INPUT RECORDS:
──────────────────────────────
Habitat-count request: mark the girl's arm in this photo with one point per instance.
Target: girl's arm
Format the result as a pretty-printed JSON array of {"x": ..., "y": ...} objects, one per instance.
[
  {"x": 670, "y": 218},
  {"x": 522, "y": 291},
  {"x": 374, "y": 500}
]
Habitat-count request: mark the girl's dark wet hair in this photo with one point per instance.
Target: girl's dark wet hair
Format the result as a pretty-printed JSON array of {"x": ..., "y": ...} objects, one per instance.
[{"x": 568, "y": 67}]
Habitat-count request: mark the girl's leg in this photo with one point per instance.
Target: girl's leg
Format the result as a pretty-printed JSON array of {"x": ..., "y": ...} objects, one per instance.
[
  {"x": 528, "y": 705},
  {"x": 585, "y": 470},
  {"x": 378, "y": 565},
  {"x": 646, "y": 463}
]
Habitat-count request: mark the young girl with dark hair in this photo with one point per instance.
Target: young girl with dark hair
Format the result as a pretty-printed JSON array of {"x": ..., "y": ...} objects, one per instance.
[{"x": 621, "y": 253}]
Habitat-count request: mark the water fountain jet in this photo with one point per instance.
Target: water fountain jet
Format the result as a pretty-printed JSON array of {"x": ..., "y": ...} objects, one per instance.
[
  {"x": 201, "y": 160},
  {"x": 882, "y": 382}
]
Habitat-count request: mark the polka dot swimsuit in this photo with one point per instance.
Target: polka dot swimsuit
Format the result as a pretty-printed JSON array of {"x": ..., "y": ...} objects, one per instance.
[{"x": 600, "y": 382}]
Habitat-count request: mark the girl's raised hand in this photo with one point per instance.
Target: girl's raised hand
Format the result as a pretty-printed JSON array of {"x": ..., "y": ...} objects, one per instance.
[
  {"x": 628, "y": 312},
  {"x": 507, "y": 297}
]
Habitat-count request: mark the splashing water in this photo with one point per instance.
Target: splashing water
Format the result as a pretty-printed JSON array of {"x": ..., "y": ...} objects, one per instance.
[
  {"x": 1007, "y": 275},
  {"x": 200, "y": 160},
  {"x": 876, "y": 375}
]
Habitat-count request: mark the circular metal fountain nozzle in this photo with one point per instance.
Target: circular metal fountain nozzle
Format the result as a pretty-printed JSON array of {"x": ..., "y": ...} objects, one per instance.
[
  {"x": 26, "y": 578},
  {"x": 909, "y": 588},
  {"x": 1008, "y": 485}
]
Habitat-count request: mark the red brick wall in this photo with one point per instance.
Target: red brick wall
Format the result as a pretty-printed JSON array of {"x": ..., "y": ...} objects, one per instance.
──────────────────────────────
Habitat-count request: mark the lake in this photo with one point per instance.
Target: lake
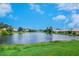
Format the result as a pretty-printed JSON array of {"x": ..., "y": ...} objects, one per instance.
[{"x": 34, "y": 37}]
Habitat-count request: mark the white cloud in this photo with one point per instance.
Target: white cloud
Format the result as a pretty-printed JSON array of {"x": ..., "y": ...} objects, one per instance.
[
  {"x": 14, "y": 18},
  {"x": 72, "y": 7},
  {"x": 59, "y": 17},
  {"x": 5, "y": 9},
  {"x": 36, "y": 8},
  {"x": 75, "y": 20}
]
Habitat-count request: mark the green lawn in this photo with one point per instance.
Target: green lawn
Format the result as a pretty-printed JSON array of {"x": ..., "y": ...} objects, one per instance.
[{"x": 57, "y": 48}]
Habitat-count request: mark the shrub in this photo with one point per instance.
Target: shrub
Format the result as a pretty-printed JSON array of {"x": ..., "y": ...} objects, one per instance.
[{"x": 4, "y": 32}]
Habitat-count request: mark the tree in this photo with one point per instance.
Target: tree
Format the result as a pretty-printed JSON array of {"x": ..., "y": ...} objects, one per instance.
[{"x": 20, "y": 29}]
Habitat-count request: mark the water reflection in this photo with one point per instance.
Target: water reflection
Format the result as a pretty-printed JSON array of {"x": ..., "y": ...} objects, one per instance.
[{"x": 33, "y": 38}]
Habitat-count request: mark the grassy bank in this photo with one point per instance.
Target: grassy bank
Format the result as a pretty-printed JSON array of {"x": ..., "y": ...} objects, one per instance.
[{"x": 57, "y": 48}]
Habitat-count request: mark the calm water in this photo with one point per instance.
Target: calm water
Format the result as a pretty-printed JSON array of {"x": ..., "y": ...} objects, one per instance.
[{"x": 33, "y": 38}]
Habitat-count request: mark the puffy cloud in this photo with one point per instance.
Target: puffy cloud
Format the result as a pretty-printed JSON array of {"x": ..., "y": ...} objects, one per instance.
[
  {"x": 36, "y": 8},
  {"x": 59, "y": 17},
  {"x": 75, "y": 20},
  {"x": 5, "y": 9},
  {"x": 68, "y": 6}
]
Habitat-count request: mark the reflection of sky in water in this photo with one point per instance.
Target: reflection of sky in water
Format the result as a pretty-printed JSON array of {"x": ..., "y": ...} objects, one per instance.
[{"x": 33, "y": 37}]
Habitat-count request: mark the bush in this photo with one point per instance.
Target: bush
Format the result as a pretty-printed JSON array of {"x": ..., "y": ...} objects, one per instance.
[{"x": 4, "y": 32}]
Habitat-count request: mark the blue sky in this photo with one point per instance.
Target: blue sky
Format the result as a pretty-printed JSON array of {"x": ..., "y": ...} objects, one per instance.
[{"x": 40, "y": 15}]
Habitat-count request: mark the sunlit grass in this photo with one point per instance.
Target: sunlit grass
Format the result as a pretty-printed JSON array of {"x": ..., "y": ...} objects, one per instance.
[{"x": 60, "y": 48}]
──────────────────────────────
PROBLEM TO WORK ON: Count the lines of the data that contain the word "circular", and give only the number.

SOLUTION FOR THIS TASK: 2